● Records supplied:
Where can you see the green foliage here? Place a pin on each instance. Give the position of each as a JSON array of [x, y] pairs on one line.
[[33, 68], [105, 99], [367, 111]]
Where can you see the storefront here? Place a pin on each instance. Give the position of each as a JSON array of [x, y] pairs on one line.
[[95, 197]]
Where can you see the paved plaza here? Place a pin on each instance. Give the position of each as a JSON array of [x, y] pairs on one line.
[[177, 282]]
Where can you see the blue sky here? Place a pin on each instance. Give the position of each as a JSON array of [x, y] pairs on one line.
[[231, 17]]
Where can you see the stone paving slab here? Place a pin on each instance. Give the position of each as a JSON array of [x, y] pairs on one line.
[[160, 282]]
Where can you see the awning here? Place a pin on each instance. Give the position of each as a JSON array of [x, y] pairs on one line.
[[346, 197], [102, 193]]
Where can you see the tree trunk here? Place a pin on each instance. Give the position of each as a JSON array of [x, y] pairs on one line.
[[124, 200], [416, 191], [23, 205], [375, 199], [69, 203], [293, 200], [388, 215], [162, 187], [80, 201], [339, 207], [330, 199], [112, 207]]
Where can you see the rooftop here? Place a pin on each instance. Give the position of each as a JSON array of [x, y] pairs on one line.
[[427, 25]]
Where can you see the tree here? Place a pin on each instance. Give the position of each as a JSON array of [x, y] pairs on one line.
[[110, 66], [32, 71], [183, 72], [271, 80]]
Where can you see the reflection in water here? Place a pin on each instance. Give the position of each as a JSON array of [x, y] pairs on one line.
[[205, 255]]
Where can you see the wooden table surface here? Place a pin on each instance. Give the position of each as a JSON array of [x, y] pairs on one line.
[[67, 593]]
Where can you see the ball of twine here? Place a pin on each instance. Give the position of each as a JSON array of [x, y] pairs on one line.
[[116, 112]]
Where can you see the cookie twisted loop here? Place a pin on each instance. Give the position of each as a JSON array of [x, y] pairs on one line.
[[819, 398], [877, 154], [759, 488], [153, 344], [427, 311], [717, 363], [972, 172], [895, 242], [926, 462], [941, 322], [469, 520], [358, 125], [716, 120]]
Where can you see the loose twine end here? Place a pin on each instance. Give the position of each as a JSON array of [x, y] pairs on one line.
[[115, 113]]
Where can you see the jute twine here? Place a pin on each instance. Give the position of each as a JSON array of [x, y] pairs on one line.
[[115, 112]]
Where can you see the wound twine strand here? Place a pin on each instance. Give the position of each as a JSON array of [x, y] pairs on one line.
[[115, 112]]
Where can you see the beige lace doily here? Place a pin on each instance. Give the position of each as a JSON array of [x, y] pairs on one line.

● Given problem: All entries shown above should be printed again exactly.

● Reply to the exercise:
Where can you see the green foliage here? Place a pin on each instance. Give the position of each as a JSON array of [x, y] pairs on one line.
[[33, 68], [105, 99], [367, 111]]
Where can you see the storefront here? Place a pin on each instance. Give the position of each as a JSON array of [x, y] pairs on one line.
[[95, 197]]
Where can you see the paved plaza here? Place a pin on each instance. Give the position of each as a JSON array of [x, y] pairs on one line.
[[177, 282]]
Where can you see the blue sky here? Place a pin on each instance. Give the position of each as a JSON array of [x, y] pairs on one line.
[[231, 17]]
Where can you see the stone paving slab here? Place a pin on each instance. Give the position of each as a JSON array of [x, y] pairs on one line.
[[160, 282]]
Where can you see the awning here? Place a pin on each instance. Give the position of each as a JSON array of [x, y] pairs on one line.
[[346, 197], [102, 193]]
Where can you see the tree trunk here? Place a pin on each instance. Give the position of each as a JSON array of [x, y] pairs on one line.
[[124, 200], [416, 191], [23, 205], [375, 199], [69, 203], [293, 200], [388, 215], [162, 187], [80, 201], [339, 207], [330, 199], [112, 207]]
Where can you see the rooftop here? Place a pin on each instance. Give the position of each as a JSON array of [x, y] pairs on one line.
[[427, 25]]
Where can you see the tree here? Place a pin on each instance. Give the position of each as a JSON array of [x, y] pairs on one line.
[[110, 66], [32, 71], [183, 72], [271, 80]]
Where can you see the reflection in water here? Place a pin on each instance. Give the position of each as a JSON array of [x, y] pairs on one line.
[[205, 255]]
Where can you see the wooden table surface here? Place a pin on each instance. Give the position of each as a JSON array of [x, y] pairs on one line.
[[67, 593]]
Where can you see the ball of twine here? Place a pin on each instance. Give the position of each as a JSON array of [x, y] pairs on one line.
[[116, 112]]
Where can you see the cookie twisted loop here? Place a pin on each instance. Give the position of each as a JSON array of [x, y] pairs on one line.
[[819, 398], [877, 154], [759, 488], [153, 344], [427, 311], [717, 363], [972, 172], [895, 242], [926, 462], [941, 322], [469, 520], [358, 125], [716, 120]]
Where can you see the loose twine end here? Place a pin on each instance. Give the position of each as a JSON array of [x, y] pairs on one line.
[[115, 113]]
Where can you see the jute twine here? Place a pin on each instance. Give the position of each as a JSON array of [x, y] pairs on one line.
[[115, 112]]
Where can you see the wound twine strand here? Place a pin on each instance. Give the position of each as a JSON array of [x, y] pairs on one line.
[[115, 112]]
Where can you see the beige lace doily here? Place a pin on each instance. Give the position of each as a JSON array of [x, y] pairs on one line.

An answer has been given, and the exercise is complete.